◆ **Passage**

◆ ◆ ◆ ◆

Following weeks of speculation that the Democrats might be able to take back the Senate, results on Election Night proved it was simply a pipe dream for the Dems.

While Democrats were able to flip a Senate seat in Illinois and keep a seat in Nevada vacated by Democratic Sen. Harry Reid, they fell significantly short of the predicted 52-seat majority that some polls signaled was possible.

Instead, by the end of Election Night, Republicans maintained at least a 50-seat majority — holding firm in Wisconsin, Arizona, Indiana, North Carolina and Florida. They stood a chance of ending up with 51 seats if they held onto New Hampshire, which was too close to call at publication.

At times the Senate wins predicted what was to come for the presidential race in the state. Donald Trump won every state that re-elected its Republican senator.

A Republican Senate will be key for Trump’s presidency moving forward, making it significantly easier for the candidate to pass legislation and move Supreme Court nominees through to confirmation.

Trump won’t have the ease of passing legislation through Congress that President Obama enjoyed during his first term though. For a short period, Democrats held the Senate with a filibuster-proof 60 seats. Republicans will fall short of that number, meaning that any legislation they attempt to pass will still need to attempt bi-partisanship in order to escape being stalled.

Molly Reynolds, a Governance Studies Senior Fellow at the Brookings Institute, is unsure of the power Republicans ultimately will have because of this fact.

“We would in some ways be in the same situation but reverse what we talked about for Clinton and the Democrats,” she said.  “It’s not going to be a 60-vote majority, so [Trump] could nominate someone to the Supreme Court and Congress could find some Democrats willing to work with them to confirm that nominee or they would have to get rid of the filibuster in order to do so.”

◆ ◆ ◆ ◆

◆ **What this exercise asks**
1 – Please sum up the passage in two sentences.
2 – Update the passage from "Molly Reynolds, a" up to and including "of this fact.", putting "uncertain" in place of "unsure".
The lines that come after this are not needed for anything here.

◆ **Given records**
◆ ◆ ◆ ◆

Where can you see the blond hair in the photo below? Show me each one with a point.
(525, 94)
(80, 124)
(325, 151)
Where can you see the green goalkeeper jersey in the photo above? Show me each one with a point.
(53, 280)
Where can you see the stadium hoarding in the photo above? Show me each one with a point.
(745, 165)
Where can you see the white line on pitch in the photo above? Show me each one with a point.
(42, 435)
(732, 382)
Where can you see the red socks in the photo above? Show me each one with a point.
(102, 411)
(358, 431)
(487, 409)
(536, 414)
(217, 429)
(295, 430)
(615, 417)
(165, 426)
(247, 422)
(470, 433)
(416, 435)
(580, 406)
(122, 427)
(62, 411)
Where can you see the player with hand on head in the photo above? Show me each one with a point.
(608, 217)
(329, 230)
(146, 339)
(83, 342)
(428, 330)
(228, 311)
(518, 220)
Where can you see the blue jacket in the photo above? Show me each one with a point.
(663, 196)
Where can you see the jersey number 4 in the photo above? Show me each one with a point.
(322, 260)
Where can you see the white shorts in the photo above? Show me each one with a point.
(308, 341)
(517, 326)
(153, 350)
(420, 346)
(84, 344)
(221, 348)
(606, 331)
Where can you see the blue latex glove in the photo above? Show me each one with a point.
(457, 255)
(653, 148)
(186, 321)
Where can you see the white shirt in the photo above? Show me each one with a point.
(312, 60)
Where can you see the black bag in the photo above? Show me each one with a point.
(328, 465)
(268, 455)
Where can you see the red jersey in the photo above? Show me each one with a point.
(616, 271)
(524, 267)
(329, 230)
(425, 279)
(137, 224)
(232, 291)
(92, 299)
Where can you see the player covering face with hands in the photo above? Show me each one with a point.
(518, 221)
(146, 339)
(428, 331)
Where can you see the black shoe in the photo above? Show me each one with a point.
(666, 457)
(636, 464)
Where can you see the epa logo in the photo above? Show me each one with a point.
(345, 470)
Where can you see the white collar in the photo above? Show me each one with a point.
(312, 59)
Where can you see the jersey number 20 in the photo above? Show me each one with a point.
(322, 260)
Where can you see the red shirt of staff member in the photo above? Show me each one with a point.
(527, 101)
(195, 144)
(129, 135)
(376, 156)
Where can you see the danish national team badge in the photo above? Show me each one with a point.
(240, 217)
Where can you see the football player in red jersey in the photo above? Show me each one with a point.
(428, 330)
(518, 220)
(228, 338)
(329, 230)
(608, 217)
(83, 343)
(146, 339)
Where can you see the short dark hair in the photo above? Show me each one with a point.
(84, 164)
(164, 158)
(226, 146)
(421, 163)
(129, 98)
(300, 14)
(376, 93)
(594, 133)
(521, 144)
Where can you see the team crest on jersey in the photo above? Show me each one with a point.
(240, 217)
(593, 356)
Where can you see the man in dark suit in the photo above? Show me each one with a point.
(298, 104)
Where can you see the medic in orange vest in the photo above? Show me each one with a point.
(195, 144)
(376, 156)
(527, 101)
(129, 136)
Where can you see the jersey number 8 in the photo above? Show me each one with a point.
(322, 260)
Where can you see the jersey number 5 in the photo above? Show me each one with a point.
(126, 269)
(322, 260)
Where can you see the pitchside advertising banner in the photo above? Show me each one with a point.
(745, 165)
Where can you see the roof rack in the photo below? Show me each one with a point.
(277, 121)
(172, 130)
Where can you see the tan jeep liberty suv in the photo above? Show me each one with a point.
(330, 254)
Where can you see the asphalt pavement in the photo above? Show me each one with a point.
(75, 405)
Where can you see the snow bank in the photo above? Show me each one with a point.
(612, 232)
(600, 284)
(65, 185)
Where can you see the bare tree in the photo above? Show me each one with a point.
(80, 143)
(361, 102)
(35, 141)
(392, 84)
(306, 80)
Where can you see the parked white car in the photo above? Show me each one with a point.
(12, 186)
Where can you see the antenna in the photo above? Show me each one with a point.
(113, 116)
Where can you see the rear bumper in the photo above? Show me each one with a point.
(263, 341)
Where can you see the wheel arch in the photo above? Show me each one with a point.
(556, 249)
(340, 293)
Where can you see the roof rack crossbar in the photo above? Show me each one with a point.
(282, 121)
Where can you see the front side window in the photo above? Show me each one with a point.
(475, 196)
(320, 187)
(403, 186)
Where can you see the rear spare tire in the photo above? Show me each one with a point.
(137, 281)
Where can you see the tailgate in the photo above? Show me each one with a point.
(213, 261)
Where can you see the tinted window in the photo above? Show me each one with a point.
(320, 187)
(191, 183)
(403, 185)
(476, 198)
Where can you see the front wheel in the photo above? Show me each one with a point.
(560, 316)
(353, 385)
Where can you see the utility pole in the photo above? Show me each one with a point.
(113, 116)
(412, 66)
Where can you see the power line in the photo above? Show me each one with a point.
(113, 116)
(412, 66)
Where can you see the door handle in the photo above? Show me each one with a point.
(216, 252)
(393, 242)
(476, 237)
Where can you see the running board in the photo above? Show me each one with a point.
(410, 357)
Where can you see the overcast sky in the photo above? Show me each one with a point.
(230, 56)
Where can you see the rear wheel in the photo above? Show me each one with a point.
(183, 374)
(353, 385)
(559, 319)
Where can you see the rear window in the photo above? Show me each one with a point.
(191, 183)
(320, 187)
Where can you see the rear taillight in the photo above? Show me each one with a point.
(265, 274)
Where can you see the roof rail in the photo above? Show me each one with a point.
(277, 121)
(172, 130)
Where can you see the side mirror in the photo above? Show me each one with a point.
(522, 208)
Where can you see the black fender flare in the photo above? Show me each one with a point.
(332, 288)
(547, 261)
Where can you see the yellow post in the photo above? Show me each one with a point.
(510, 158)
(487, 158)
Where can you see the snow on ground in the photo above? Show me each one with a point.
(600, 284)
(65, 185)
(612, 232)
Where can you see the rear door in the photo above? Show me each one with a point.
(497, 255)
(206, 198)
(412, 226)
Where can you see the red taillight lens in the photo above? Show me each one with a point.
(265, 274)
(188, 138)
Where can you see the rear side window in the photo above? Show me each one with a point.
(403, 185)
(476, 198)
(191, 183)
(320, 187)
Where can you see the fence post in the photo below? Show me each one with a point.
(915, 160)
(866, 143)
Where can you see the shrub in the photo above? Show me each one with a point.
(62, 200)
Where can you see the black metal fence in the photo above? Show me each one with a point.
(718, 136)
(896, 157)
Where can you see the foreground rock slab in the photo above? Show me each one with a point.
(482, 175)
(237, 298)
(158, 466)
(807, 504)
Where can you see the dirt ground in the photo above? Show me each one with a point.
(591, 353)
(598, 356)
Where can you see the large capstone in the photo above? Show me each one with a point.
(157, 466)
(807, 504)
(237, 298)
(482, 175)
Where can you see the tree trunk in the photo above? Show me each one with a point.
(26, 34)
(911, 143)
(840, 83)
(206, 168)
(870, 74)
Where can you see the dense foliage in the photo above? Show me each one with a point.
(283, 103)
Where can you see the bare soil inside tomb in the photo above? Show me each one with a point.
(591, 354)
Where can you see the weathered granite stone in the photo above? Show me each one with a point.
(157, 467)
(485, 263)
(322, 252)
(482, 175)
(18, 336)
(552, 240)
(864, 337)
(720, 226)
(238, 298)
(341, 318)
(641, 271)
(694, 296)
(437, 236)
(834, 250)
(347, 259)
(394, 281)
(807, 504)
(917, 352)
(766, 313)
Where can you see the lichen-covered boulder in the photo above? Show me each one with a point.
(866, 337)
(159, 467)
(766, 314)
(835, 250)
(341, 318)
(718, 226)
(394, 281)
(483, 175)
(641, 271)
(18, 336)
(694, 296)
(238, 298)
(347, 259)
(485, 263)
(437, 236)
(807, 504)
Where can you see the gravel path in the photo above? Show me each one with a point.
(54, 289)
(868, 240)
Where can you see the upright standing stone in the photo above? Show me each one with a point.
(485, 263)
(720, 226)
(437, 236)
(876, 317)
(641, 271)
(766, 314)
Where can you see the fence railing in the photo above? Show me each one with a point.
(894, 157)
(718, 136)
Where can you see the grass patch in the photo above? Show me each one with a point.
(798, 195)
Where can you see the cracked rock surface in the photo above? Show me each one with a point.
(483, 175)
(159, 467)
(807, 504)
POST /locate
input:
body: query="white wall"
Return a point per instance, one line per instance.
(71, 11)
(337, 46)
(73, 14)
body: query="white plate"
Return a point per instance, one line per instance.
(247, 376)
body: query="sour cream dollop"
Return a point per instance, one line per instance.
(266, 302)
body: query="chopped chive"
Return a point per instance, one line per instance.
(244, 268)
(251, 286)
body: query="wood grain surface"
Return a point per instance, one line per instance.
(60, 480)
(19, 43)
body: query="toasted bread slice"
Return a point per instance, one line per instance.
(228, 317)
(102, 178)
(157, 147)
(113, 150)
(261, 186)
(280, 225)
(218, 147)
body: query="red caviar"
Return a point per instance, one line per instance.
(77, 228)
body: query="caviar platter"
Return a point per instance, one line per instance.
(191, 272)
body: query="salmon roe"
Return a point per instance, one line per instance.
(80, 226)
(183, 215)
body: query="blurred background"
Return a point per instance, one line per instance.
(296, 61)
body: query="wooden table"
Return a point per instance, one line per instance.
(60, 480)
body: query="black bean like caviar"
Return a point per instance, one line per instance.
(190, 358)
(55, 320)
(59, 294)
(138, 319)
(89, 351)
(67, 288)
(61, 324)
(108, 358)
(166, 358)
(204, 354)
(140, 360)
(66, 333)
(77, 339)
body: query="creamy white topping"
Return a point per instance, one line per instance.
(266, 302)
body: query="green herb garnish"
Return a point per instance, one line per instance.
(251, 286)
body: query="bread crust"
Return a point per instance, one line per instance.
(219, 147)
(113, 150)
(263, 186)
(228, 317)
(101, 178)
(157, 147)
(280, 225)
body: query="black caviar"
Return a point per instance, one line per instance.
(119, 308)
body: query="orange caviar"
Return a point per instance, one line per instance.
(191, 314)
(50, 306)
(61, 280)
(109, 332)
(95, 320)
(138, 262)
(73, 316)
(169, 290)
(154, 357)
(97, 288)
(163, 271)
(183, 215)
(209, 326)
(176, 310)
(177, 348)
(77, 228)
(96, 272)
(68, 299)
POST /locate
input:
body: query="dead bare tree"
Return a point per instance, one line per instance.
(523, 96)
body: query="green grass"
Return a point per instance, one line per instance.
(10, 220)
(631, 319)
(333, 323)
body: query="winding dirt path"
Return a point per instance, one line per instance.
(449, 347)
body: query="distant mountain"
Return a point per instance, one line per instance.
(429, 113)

◆ ◆ ◆ ◆

◆ **Task results**
1 – Despite speculation that Democrats could retake the Senate, Republicans kept at least a 50-seat majority on Election Night, while Democrats flipped a seat in Illinois and held one in Nevada. A Republican Senate will make it easier for Trump to pass legislation and confirm Supreme Court nominees, but without 60 seats, Republican legislation will still need bipartisan support to avoid being stalled.

2 –
Molly Reynolds, a Governance Studies Senior Fellow at the Brookings Institute, is uncertain of the power Republicans ultimately will have because of this fact.